+++ Listed records

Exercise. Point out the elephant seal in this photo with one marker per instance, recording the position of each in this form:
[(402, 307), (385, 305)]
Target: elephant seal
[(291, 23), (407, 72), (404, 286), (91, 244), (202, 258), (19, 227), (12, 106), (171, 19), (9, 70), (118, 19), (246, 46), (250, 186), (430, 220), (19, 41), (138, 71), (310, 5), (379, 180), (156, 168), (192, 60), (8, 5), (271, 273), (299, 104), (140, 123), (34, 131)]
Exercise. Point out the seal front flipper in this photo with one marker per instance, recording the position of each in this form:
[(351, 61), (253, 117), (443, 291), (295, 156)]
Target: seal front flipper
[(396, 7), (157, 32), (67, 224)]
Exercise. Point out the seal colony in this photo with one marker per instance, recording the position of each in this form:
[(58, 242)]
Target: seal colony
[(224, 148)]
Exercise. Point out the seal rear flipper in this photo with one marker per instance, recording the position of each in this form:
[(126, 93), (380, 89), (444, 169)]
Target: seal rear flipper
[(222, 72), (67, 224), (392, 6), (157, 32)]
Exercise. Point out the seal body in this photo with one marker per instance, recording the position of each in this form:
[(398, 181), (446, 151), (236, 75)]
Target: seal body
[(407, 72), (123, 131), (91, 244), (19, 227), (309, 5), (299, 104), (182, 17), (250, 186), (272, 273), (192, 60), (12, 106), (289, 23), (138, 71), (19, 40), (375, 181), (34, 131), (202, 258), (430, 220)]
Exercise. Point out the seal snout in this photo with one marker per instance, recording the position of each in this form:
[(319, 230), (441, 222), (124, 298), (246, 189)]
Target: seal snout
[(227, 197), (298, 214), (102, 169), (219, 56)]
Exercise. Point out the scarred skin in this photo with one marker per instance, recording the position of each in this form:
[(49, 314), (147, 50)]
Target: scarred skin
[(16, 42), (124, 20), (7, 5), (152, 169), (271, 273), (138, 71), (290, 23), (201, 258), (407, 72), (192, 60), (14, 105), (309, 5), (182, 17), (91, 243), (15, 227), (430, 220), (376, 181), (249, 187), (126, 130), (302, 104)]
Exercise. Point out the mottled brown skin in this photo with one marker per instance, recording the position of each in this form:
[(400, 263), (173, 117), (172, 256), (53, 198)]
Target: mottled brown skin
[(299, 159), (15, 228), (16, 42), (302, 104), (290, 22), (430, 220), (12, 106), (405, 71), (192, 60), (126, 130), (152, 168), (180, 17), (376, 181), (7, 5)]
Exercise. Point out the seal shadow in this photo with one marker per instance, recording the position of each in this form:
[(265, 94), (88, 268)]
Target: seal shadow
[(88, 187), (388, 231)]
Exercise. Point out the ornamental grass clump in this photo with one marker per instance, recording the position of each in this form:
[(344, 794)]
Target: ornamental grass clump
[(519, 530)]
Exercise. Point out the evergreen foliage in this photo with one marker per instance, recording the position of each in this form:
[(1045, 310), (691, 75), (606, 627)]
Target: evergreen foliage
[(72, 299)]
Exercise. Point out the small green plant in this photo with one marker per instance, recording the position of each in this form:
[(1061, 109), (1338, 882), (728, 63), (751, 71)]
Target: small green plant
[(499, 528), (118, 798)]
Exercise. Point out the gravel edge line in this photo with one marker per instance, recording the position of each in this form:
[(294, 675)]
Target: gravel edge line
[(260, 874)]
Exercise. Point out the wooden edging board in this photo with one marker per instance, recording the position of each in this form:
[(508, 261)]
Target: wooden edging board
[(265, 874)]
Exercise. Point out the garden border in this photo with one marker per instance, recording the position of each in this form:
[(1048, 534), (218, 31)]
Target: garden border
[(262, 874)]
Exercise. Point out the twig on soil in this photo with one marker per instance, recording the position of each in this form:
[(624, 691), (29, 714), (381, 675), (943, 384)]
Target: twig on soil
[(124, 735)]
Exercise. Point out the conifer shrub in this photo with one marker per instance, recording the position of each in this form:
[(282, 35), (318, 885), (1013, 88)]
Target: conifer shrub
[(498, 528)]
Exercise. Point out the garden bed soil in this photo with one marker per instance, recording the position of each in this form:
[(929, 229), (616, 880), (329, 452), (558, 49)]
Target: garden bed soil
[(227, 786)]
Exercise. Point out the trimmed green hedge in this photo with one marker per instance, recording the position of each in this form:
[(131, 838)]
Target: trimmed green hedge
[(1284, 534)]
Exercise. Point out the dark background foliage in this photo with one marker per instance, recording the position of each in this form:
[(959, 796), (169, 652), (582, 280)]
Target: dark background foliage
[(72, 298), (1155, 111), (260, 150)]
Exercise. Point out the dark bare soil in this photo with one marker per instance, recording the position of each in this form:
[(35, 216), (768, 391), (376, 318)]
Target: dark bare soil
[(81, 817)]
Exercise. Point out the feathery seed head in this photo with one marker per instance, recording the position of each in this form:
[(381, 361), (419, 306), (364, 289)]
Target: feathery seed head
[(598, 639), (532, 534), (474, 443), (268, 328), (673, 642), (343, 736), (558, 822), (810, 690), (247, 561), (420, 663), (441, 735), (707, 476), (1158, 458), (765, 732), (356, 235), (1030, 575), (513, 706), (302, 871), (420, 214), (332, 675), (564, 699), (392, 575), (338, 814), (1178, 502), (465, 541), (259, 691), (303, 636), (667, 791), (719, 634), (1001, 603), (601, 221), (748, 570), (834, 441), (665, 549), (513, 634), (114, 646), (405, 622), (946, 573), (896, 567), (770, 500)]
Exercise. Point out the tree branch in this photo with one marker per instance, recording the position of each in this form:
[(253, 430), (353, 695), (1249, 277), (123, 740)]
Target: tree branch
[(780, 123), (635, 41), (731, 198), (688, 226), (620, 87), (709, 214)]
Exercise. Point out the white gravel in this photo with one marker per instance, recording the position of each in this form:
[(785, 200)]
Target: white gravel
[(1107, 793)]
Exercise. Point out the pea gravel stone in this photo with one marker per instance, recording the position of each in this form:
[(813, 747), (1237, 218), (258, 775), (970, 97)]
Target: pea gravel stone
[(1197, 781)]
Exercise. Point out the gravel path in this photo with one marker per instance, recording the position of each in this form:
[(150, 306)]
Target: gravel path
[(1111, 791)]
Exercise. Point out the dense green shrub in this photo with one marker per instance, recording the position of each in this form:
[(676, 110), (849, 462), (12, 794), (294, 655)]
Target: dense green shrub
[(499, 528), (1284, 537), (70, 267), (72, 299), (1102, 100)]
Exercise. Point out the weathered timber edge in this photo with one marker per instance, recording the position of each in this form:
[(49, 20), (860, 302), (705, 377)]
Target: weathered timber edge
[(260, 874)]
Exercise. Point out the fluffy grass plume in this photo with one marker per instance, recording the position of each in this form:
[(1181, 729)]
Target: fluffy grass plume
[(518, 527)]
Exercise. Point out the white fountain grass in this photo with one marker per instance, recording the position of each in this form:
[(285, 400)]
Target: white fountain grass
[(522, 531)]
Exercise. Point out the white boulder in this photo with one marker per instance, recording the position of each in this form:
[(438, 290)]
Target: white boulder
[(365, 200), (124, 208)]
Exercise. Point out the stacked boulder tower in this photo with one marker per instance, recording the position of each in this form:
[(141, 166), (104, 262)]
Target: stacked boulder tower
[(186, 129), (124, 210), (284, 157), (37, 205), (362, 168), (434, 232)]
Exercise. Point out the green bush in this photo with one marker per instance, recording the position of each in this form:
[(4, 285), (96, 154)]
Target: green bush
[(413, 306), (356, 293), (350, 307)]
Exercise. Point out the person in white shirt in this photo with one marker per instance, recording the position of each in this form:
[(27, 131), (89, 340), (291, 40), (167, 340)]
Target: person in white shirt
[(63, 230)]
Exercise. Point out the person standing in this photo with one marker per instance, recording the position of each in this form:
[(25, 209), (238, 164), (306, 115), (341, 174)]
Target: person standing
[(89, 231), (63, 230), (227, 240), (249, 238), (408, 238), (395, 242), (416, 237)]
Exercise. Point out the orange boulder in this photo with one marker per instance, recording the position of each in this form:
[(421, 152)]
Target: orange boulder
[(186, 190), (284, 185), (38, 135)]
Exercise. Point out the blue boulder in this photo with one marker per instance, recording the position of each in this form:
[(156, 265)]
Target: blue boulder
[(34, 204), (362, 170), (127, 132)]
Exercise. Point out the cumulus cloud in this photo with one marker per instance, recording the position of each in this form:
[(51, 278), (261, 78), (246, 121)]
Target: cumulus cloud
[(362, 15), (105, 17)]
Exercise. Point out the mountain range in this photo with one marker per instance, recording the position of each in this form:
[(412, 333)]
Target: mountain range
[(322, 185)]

++++++

> **What is asked**:
Reproduce the entries above word for word, starting at the first line and ending at the line that contains "[(222, 72), (67, 224), (392, 6), (157, 32)]", with both of those lines included.

> **Task result**:
Exercise. Point out the elephant seal in this photo with one marker per instance, recording the position of each in this form:
[(402, 307), (385, 305)]
Target: elephant seal
[(291, 23), (407, 72), (404, 286), (91, 244), (202, 258), (19, 227), (12, 106), (171, 19), (9, 70), (118, 19), (246, 46), (250, 186), (430, 220), (19, 41), (138, 71), (310, 5), (379, 180), (156, 168), (192, 60), (8, 5), (271, 273), (299, 104), (140, 123), (34, 131)]
Exercise. Point out the seal front flipper in this photo with one marker per instance, recording the position of each in this form:
[(351, 61), (253, 117), (443, 291), (295, 156)]
Target: seal front flipper
[(396, 7), (157, 32), (67, 224)]
Exercise. Point out the seal colony in this photo with one marker per instance, recording the position of each in this form:
[(58, 242)]
Target: seal colony
[(224, 148)]
Exercise. Point out the seal rear flipper in this photo with one marker per instance, recording the position of each in this form:
[(126, 93), (380, 89), (444, 169)]
Target: seal rear flipper
[(222, 72), (67, 224), (392, 6), (157, 32)]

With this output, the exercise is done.